__WORK TASK__.
Go through the entries below and count the lines holding the word "wooden". Reply with only the number, please.

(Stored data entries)
★ ★ ★

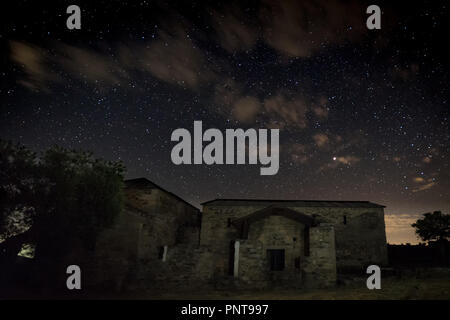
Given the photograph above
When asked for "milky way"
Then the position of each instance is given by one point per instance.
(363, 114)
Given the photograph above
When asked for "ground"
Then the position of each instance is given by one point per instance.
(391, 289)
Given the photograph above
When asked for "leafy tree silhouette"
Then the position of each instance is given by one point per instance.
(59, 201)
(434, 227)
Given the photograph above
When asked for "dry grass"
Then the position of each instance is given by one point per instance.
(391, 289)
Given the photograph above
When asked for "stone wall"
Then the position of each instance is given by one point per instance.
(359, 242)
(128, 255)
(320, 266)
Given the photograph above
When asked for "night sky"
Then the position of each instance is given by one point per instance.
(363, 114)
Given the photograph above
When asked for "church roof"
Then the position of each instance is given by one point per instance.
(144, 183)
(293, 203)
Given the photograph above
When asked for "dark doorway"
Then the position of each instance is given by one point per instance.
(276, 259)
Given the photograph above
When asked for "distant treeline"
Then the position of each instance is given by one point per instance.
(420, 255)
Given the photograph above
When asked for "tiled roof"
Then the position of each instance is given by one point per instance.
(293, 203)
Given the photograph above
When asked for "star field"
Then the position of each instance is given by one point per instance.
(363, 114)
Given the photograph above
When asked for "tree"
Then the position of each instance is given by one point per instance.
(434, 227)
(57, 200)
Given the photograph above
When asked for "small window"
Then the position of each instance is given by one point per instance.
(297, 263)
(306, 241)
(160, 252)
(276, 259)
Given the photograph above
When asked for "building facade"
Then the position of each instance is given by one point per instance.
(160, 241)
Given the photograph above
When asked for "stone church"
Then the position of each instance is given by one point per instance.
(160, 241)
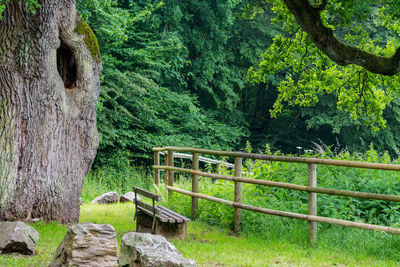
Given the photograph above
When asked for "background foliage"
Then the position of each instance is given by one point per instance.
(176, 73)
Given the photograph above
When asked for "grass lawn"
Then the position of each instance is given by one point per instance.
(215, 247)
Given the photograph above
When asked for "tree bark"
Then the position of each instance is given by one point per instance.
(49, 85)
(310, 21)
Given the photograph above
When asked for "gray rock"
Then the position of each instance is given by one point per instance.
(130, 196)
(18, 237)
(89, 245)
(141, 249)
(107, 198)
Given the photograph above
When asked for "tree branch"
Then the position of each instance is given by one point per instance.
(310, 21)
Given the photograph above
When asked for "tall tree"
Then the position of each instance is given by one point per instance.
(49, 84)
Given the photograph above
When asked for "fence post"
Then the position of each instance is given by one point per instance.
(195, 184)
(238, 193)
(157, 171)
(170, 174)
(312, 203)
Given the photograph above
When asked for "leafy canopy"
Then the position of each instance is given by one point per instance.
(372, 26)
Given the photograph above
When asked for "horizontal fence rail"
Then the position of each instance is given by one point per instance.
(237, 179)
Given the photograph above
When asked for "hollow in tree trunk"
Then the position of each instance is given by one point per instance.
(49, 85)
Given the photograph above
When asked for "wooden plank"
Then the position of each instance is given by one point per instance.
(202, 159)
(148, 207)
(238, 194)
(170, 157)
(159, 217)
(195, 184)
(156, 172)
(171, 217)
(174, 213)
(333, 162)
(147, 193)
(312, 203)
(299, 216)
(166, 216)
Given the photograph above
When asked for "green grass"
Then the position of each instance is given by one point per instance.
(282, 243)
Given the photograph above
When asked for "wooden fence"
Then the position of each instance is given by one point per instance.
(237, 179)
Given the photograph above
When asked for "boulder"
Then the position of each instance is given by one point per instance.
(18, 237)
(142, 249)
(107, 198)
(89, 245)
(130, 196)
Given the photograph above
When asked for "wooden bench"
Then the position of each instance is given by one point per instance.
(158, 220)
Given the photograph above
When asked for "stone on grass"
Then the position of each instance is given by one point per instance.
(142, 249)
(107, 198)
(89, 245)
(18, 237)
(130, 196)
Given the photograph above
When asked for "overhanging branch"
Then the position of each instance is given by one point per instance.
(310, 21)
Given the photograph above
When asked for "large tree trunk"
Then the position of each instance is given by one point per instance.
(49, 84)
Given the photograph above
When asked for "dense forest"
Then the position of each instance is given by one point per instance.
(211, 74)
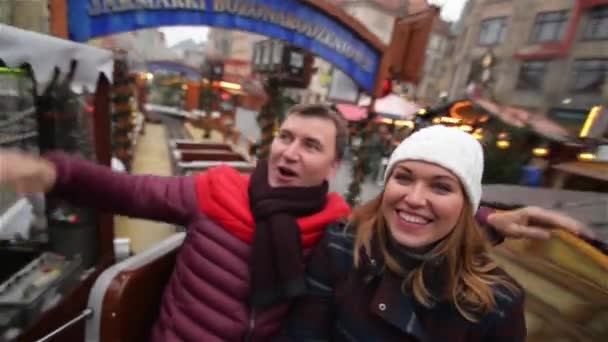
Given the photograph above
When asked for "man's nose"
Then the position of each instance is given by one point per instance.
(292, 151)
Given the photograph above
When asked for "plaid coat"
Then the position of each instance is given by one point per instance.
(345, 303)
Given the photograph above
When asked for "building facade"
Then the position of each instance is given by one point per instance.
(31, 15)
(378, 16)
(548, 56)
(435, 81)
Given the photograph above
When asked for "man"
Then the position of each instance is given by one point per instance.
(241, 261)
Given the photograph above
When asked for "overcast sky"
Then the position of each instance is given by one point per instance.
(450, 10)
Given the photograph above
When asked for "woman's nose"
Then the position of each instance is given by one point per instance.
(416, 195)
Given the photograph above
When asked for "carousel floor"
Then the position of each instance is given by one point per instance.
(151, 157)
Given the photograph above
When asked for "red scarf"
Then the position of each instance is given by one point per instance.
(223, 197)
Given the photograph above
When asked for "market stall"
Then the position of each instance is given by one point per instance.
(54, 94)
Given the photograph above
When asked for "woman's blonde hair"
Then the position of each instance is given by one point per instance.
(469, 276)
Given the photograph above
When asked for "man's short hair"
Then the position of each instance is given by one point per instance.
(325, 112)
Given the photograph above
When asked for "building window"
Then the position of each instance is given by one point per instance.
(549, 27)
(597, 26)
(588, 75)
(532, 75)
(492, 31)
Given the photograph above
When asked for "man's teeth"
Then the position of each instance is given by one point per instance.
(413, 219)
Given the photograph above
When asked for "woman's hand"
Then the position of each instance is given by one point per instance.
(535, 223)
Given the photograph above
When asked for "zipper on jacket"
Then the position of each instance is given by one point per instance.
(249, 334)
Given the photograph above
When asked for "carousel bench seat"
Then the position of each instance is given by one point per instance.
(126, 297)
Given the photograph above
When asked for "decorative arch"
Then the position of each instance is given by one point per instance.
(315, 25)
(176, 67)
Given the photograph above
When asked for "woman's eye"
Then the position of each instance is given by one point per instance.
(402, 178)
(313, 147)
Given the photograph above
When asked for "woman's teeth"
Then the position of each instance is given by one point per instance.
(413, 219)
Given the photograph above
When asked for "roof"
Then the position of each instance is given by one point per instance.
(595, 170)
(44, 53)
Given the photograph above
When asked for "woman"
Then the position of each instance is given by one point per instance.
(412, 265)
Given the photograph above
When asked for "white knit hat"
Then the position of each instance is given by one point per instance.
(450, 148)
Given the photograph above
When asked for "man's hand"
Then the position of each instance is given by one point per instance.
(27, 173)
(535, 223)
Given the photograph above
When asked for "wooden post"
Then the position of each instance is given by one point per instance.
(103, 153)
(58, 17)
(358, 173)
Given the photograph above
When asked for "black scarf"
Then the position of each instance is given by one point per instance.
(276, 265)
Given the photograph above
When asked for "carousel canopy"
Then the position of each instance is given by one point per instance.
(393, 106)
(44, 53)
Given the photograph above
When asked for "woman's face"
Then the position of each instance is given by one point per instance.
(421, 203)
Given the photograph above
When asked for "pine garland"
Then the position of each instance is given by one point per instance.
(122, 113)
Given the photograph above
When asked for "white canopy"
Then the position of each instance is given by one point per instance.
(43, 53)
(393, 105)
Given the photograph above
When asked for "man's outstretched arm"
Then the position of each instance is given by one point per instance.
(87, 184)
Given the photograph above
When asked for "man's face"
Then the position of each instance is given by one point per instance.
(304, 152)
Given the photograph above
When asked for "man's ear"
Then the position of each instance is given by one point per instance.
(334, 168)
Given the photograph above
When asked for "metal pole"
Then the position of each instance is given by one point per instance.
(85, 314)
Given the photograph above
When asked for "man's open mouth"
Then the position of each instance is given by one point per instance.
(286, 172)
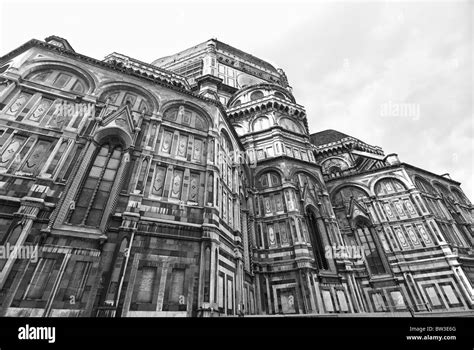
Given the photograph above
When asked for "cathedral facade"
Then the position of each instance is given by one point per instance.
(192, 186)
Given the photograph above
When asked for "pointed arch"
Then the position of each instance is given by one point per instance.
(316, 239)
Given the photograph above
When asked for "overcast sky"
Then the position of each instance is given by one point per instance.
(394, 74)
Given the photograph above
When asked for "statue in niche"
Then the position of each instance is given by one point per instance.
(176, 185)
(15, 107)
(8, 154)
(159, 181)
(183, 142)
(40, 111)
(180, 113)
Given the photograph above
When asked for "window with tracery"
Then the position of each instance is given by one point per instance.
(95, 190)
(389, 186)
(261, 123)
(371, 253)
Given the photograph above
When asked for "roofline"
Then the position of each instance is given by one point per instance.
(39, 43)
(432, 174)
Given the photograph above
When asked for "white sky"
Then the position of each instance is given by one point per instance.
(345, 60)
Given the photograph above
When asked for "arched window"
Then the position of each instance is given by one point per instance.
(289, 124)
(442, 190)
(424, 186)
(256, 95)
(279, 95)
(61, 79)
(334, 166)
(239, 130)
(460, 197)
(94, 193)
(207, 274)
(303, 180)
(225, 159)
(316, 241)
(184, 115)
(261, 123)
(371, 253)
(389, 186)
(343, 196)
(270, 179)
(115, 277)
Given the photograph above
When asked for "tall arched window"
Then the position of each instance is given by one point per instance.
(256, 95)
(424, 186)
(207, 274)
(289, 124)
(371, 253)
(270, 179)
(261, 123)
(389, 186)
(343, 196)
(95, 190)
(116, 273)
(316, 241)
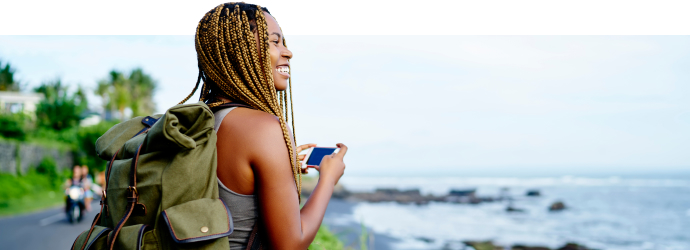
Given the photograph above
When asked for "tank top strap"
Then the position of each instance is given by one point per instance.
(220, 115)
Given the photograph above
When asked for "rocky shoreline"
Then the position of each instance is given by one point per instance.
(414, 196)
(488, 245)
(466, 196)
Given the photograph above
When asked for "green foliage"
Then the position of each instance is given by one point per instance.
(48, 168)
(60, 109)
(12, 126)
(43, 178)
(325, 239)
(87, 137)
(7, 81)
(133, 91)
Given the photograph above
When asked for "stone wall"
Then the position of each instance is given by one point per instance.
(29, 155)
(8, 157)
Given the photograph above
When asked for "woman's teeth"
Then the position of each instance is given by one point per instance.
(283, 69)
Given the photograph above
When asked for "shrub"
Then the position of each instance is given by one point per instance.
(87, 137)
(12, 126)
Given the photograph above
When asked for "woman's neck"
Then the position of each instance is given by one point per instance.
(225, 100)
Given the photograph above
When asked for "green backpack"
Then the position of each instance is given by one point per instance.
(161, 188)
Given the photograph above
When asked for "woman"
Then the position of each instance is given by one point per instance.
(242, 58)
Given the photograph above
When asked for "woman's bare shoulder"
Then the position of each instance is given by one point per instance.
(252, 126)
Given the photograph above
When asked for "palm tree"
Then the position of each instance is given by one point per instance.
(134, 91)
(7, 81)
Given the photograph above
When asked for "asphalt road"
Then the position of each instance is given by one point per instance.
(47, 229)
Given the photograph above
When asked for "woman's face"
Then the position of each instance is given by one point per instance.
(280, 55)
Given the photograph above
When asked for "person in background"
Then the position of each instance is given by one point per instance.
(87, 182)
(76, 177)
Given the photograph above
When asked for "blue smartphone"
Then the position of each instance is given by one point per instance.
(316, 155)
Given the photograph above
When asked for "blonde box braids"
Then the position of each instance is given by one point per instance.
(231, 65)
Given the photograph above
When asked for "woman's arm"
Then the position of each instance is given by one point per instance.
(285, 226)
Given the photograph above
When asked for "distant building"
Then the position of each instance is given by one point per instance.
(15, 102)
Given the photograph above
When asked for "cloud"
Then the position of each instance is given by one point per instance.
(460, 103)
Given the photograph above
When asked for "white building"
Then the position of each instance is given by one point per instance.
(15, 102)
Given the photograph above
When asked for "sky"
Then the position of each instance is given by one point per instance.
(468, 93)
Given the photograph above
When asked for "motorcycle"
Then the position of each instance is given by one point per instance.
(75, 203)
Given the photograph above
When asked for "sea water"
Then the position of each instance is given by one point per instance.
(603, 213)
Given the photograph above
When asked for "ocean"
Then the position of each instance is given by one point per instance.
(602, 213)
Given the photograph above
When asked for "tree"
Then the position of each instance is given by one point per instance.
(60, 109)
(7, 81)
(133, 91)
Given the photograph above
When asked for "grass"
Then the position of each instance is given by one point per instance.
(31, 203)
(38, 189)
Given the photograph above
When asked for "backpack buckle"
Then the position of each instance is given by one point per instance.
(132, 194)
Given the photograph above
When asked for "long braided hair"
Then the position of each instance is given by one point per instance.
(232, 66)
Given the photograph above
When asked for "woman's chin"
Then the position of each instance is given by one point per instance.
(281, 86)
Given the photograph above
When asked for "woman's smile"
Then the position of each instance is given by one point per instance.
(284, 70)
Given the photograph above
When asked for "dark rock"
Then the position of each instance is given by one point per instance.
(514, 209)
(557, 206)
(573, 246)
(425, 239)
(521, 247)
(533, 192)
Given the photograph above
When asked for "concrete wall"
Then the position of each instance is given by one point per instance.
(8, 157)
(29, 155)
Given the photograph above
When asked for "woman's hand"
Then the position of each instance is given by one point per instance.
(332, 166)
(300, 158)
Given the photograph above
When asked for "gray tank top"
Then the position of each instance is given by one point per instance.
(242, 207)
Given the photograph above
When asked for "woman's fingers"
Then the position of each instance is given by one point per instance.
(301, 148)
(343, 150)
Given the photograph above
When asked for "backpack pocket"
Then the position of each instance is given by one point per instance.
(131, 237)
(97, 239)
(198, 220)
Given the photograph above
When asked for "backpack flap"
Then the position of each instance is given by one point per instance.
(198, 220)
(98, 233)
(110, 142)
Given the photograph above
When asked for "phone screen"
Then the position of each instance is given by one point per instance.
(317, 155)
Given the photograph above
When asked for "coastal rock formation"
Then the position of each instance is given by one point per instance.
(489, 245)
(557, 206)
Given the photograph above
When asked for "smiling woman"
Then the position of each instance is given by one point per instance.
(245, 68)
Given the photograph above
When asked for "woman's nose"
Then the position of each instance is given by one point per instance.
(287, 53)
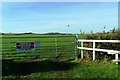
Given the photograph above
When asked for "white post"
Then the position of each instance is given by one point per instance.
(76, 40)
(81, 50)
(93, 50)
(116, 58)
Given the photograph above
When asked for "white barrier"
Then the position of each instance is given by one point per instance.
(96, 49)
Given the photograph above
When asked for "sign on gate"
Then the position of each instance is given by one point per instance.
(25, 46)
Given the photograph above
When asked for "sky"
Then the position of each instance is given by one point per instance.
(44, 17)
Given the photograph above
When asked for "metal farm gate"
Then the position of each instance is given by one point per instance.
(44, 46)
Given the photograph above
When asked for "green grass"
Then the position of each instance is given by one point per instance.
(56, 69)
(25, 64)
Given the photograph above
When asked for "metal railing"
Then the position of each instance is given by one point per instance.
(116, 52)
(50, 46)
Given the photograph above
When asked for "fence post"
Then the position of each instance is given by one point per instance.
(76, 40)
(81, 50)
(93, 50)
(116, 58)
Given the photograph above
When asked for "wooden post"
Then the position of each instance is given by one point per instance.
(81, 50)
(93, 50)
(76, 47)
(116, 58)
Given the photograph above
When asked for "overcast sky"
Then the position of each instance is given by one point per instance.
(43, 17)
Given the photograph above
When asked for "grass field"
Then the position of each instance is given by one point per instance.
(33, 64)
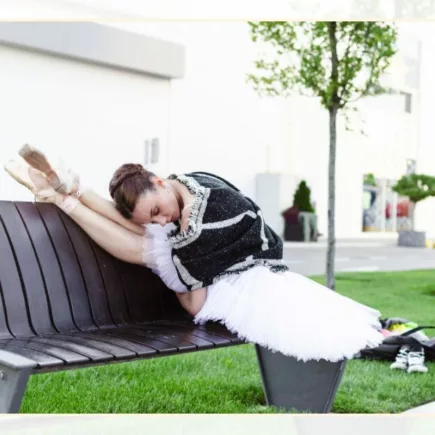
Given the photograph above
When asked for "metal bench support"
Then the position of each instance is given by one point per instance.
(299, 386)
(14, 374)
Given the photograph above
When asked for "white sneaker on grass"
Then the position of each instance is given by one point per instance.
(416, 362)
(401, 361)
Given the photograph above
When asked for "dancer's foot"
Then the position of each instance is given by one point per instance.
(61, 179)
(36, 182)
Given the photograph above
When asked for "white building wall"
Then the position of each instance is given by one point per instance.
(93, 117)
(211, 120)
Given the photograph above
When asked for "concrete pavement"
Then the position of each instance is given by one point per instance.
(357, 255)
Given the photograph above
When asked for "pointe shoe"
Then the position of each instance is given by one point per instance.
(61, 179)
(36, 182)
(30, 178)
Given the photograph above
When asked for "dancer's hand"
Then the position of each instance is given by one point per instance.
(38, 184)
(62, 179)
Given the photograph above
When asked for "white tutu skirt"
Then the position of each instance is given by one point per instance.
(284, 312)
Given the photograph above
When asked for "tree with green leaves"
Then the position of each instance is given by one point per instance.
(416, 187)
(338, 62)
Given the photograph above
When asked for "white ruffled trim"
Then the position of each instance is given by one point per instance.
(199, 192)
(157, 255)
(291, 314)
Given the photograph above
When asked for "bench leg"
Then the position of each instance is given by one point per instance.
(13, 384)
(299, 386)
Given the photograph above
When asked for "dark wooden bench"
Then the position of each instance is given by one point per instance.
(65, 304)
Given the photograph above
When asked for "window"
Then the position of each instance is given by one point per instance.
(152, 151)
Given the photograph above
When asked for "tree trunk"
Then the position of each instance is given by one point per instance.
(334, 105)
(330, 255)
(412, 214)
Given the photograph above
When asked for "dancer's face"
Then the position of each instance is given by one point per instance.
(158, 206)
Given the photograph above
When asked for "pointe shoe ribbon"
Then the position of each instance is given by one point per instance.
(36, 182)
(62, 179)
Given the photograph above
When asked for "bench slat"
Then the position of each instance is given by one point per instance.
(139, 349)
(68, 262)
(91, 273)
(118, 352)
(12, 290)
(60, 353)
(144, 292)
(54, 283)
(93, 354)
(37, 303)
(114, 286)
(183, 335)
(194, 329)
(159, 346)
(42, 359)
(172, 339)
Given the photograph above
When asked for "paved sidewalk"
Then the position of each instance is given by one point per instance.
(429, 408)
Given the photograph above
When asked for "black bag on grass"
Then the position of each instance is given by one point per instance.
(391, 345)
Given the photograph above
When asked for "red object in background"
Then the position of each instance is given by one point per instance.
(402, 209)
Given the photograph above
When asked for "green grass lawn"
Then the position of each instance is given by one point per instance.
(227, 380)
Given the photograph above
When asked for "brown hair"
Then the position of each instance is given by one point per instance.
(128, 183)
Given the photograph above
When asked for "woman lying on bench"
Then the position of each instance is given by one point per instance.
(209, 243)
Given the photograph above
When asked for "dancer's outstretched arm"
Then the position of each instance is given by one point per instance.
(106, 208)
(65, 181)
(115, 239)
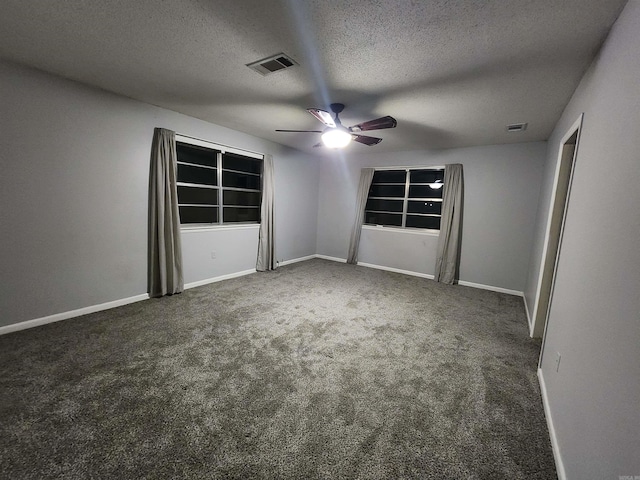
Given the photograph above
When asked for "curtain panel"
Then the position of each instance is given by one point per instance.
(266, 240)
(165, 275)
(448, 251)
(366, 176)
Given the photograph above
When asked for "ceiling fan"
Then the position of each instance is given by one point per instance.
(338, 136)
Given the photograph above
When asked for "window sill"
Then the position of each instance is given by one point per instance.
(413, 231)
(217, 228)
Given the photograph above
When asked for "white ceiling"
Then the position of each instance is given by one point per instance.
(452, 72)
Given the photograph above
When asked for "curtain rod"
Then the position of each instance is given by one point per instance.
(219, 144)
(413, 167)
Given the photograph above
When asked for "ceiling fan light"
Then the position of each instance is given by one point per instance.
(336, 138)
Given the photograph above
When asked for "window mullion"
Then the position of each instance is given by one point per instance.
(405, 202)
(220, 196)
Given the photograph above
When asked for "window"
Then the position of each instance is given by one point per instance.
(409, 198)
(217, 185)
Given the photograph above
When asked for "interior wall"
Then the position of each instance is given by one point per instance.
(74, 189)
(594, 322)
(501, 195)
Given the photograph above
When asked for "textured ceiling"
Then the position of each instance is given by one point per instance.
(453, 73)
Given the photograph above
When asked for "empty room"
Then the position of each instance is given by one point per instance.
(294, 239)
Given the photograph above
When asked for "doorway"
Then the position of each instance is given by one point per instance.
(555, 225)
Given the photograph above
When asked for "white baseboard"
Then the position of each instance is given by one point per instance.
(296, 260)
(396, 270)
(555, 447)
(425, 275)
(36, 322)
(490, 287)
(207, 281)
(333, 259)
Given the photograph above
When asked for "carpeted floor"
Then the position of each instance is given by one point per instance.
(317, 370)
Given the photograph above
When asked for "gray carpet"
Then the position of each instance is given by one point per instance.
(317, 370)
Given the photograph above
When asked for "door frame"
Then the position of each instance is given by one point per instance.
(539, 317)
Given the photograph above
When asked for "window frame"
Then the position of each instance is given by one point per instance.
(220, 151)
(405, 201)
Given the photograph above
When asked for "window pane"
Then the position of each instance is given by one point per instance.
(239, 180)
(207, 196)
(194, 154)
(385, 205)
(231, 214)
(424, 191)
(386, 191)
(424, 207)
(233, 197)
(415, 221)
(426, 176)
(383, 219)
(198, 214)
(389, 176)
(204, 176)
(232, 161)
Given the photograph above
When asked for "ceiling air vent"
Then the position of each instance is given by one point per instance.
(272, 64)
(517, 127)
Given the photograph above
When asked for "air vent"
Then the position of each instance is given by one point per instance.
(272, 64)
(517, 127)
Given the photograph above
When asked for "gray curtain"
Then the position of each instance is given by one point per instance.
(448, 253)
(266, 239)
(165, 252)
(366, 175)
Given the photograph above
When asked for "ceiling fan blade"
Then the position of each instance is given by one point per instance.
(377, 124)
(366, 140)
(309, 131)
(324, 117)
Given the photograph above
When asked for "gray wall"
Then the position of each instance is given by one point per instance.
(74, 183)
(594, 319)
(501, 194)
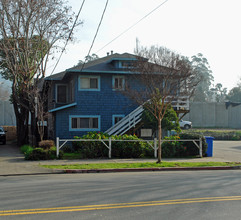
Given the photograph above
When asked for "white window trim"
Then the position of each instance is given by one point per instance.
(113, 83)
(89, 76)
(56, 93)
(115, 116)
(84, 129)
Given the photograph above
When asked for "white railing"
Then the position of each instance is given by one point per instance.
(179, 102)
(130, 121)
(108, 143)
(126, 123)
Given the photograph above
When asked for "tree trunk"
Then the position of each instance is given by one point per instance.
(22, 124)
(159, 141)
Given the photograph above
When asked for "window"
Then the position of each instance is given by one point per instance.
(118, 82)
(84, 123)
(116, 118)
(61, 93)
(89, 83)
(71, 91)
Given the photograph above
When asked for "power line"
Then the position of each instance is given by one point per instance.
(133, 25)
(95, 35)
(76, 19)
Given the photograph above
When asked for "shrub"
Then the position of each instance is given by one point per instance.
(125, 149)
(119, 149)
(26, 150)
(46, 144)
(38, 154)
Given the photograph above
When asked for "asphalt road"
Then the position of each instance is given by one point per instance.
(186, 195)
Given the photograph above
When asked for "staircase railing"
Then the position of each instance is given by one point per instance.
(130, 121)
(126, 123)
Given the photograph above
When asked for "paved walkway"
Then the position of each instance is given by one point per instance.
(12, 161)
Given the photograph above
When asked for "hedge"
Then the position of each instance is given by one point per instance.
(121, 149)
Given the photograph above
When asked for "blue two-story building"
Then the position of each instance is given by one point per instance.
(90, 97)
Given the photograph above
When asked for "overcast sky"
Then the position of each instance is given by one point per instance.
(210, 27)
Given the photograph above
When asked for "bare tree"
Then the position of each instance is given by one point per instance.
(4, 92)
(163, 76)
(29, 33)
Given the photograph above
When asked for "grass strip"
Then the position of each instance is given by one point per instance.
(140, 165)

★ ★ ★

__ANSWER TO THE EXERCISE__.
6